**AIM**
Type out every line below exactly as it reads.

[Source data]
= = = = = = =

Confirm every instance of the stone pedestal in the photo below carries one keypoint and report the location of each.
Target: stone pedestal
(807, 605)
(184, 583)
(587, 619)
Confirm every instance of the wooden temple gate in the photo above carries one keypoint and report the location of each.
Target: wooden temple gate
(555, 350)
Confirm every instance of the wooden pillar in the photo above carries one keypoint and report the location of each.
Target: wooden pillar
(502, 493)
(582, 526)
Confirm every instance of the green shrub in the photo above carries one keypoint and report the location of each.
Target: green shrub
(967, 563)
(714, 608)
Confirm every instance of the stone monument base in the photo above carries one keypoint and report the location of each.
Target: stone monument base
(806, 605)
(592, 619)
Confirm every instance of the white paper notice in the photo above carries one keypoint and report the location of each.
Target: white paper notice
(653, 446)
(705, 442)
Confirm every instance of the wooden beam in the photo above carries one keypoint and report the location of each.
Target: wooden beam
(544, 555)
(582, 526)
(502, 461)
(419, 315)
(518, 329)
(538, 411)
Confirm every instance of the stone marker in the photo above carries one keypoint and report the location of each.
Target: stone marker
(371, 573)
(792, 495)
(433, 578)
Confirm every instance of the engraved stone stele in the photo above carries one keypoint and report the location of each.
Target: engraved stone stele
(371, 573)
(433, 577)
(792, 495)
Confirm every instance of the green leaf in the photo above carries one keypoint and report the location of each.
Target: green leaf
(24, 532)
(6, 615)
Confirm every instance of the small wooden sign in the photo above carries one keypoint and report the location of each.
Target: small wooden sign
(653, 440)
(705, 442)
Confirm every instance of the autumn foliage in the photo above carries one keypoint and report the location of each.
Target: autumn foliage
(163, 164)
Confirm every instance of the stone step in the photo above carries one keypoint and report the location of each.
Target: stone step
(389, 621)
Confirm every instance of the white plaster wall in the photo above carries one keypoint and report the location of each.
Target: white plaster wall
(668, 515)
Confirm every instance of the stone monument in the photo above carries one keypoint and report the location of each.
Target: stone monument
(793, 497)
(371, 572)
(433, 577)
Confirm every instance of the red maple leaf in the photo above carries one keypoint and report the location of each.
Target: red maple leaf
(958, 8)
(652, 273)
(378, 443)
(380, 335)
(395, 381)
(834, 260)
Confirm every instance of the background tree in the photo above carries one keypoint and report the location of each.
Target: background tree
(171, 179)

= = = = = = =

**WRITTEN SOLUTION**
Confirm every instance of the stone pedestal in the photo below carries one keypoint and report the location of each.
Target: stone pedestal
(807, 605)
(184, 583)
(587, 619)
Confirm every instance of the wooden temple gate in the photo above carries one keypoint and report the location of each.
Target: wooden temple gate
(555, 350)
Confirm every instance of the wooden pillar in the photo above carries one keypoint and report the location of each.
Target: wooden pillar
(502, 493)
(582, 526)
Confirm every instance of the green shrub in the photo above carries one keypoint and report the location of each.
Target: green shrub
(967, 563)
(714, 608)
Confirm every instance of the stone monument base in the photo above carries one keypoint and report the location of each.
Target: stone monument base
(806, 605)
(592, 619)
Confirm every instance of the white paper notice in the photo above carries one keypoint and report the location of each.
Target: white paper notice
(653, 446)
(705, 442)
Confirm every instance of the wooden beam in the photo above carries one keypoint and report the location of each.
Target: wooden beam
(544, 555)
(582, 526)
(502, 461)
(419, 315)
(518, 329)
(538, 411)
Confirm every instance of the stone marker in the photo above carries one keypoint and report the location of each.
Target: stone marker
(371, 573)
(792, 495)
(433, 578)
Confirm every instance of the engraved stone stele in the photo above carries one keypoint and report the location of each.
Target: engraved stone stele
(371, 573)
(433, 577)
(792, 495)
Confirm every instance of the green leaf in the photo above carries one keypoint and report the location of each.
Target: green leaf
(24, 532)
(6, 615)
Confirm every instance of the small wooden sign in the photo above carries one keypoint and report the location of each.
Target: small wooden sign
(653, 440)
(705, 442)
Confirm every instance of the autumn foliage in the photo above carries one keypoint and report the location of each.
Target: autumn foliage
(163, 164)
Confirm every instance of the stone step in the photo above carries one keypoint and report the location of each.
Target: stone step
(389, 621)
Confirm every instance of the white plaster wall in the photo above carries one keypoint and report the location of each.
Target: white plaster wall
(668, 515)
Confirm every instance of the stone monument in the photo above carries one keypoint and report the location of each.
Target: stone monument
(793, 497)
(371, 572)
(433, 577)
Confirm every instance of the red maple leaf in the photo above carries one keypoint and report the location of each.
Target: red maple leaf
(958, 8)
(652, 273)
(378, 443)
(380, 335)
(395, 381)
(834, 260)
Confirm every instance of the background tree in the photo above carries one keypoint and report the location of each.
Target: background tree
(171, 179)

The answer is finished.